# Given records start

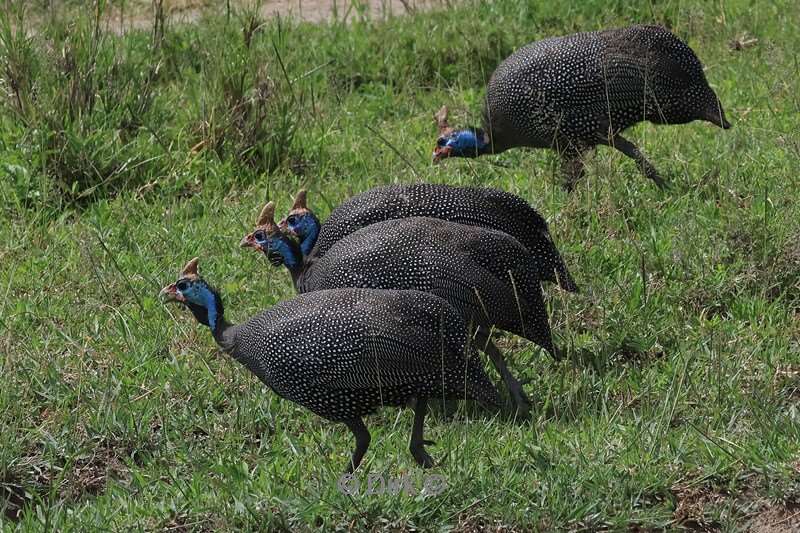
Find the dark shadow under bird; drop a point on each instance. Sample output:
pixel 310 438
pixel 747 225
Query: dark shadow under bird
pixel 576 92
pixel 486 275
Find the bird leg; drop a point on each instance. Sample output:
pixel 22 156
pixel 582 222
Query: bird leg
pixel 361 434
pixel 630 149
pixel 417 446
pixel 518 396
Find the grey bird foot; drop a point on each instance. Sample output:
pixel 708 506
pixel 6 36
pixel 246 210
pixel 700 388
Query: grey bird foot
pixel 520 400
pixel 420 455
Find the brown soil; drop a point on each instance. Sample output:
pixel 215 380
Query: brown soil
pixel 139 14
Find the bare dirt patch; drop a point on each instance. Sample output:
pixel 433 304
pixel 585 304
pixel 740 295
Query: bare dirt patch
pixel 776 519
pixel 140 15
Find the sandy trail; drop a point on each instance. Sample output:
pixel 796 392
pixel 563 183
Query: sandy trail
pixel 140 14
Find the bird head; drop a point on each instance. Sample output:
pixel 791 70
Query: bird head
pixel 268 238
pixel 193 292
pixel 468 142
pixel 302 222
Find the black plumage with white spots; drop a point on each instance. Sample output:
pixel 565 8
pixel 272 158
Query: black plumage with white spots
pixel 489 276
pixel 574 92
pixel 344 353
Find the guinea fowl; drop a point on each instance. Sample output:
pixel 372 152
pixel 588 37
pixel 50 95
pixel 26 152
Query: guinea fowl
pixel 487 275
pixel 473 206
pixel 575 92
pixel 344 353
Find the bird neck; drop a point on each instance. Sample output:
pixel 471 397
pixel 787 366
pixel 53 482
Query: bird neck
pixel 224 335
pixel 308 242
pixel 210 312
pixel 293 259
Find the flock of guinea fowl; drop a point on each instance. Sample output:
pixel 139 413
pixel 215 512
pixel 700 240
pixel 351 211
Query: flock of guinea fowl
pixel 403 285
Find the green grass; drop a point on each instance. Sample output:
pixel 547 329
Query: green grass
pixel 126 156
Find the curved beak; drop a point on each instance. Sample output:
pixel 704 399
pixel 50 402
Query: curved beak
pixel 248 241
pixel 441 152
pixel 170 293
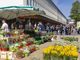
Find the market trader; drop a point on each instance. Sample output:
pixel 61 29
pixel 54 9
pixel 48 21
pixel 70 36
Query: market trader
pixel 4 26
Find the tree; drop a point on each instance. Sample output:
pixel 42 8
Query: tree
pixel 75 11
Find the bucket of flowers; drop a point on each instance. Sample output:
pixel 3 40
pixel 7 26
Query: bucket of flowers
pixel 68 52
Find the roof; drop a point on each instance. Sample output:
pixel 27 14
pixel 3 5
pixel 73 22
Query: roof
pixel 57 9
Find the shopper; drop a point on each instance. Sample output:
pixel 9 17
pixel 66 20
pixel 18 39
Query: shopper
pixel 4 27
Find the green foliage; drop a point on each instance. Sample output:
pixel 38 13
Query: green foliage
pixel 71 39
pixel 75 11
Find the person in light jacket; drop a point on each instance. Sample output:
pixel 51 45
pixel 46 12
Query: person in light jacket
pixel 4 26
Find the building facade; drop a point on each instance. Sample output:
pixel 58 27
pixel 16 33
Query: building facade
pixel 49 8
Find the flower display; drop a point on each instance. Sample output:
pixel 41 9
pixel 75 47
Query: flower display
pixel 69 51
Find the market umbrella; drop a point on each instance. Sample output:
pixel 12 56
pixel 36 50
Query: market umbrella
pixel 12 12
pixel 7 14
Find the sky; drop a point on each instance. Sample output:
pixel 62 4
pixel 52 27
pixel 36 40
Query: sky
pixel 10 3
pixel 64 6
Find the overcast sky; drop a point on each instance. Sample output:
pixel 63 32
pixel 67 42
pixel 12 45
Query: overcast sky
pixel 10 2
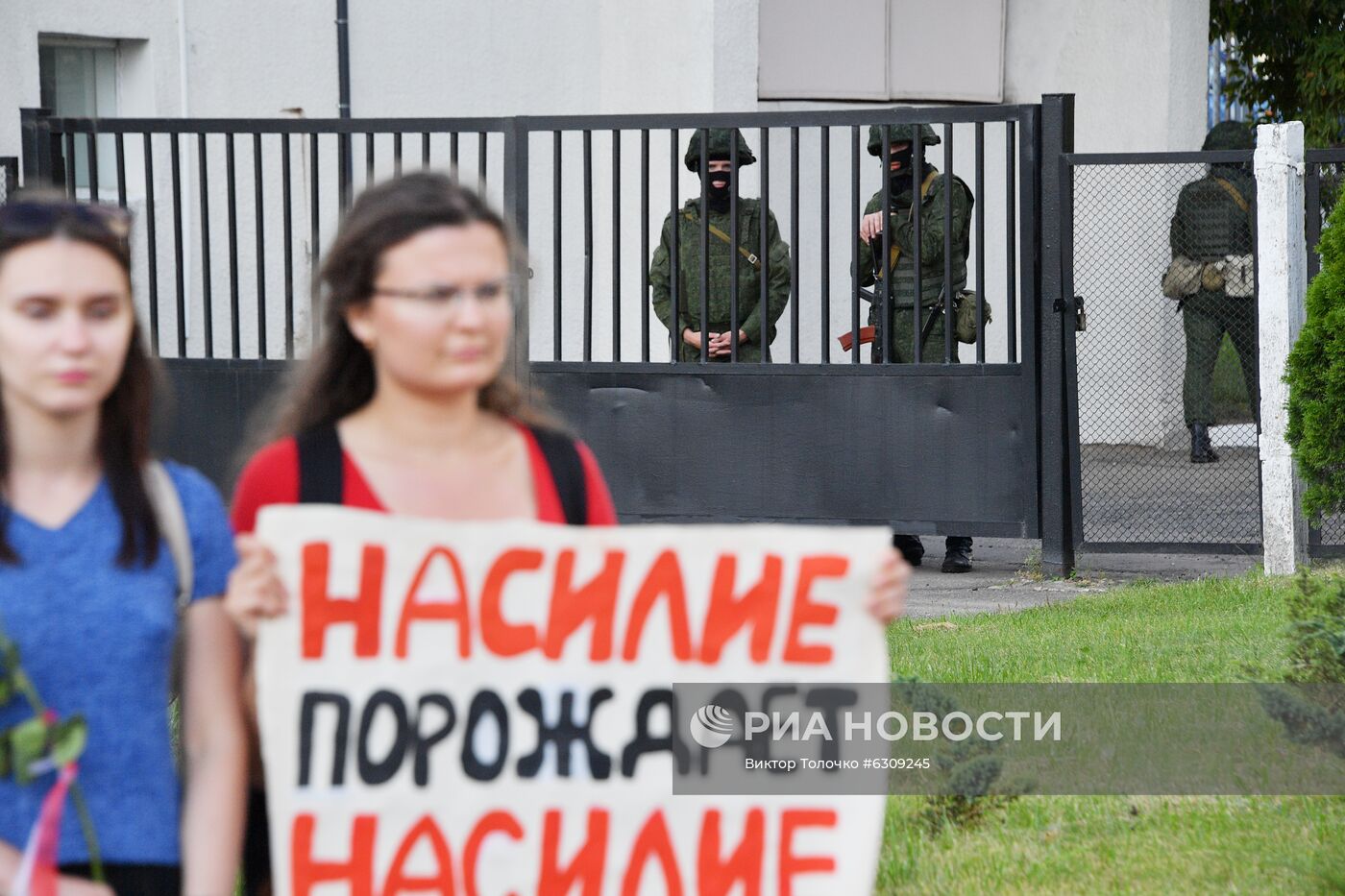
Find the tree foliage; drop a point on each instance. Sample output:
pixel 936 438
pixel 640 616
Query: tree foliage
pixel 1315 375
pixel 1286 57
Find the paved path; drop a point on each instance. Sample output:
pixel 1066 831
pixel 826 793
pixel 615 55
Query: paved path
pixel 1005 580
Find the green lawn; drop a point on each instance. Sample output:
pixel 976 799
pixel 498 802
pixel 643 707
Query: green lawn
pixel 1207 631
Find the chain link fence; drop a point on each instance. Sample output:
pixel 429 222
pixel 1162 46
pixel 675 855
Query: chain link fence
pixel 1152 369
pixel 1322 195
pixel 9 178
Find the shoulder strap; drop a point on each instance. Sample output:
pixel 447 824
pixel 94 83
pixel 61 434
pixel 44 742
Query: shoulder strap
pixel 924 191
pixel 1233 191
pixel 750 255
pixel 172 526
pixel 320 466
pixel 562 456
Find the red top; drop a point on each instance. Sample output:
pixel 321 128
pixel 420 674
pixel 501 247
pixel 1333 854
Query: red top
pixel 272 478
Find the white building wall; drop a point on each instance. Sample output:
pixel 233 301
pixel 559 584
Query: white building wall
pixel 1137 69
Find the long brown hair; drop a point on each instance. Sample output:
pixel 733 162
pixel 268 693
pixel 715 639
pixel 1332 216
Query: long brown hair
pixel 339 376
pixel 124 417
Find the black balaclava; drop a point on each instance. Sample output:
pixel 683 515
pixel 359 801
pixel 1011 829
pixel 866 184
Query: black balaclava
pixel 717 197
pixel 900 180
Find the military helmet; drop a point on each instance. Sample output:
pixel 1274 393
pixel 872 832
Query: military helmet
pixel 898 133
pixel 1230 134
pixel 719 148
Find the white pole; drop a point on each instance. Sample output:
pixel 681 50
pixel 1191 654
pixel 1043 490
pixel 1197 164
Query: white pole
pixel 1281 289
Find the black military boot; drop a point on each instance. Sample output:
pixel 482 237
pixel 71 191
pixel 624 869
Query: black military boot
pixel 1201 451
pixel 957 553
pixel 911 547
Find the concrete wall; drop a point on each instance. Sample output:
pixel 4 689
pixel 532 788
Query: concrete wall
pixel 1137 69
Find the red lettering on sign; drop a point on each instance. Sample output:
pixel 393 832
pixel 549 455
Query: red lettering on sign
pixel 358 871
pixel 810 614
pixel 663 580
pixel 323 610
pixel 414 608
pixel 728 614
pixel 501 638
pixel 574 606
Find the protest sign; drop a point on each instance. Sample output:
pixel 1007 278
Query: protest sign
pixel 486 708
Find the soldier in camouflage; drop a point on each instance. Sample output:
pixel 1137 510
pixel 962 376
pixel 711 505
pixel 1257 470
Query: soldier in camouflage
pixel 1213 224
pixel 900 268
pixel 756 325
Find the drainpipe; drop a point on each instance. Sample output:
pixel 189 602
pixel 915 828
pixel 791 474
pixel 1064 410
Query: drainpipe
pixel 343 98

# Given records end

Reproduce nothing but the lines from the line containing "Find the protest" to the last line of the data, each exactly as written.

Exercise solution:
Find the protest sign; drop a point on each instance. Sample output:
pixel 1007 278
Query: protest sign
pixel 486 708
Find the soldier in camouflage; drop a point on each instance. Sample output:
pixel 1137 510
pixel 962 376
pixel 711 505
pixel 1257 470
Query: soldier in camouflage
pixel 1213 224
pixel 900 268
pixel 756 325
Find the drainpipe; drop a point on each instance. Sample output:
pixel 189 602
pixel 915 828
pixel 791 474
pixel 1064 410
Query: drainpipe
pixel 343 98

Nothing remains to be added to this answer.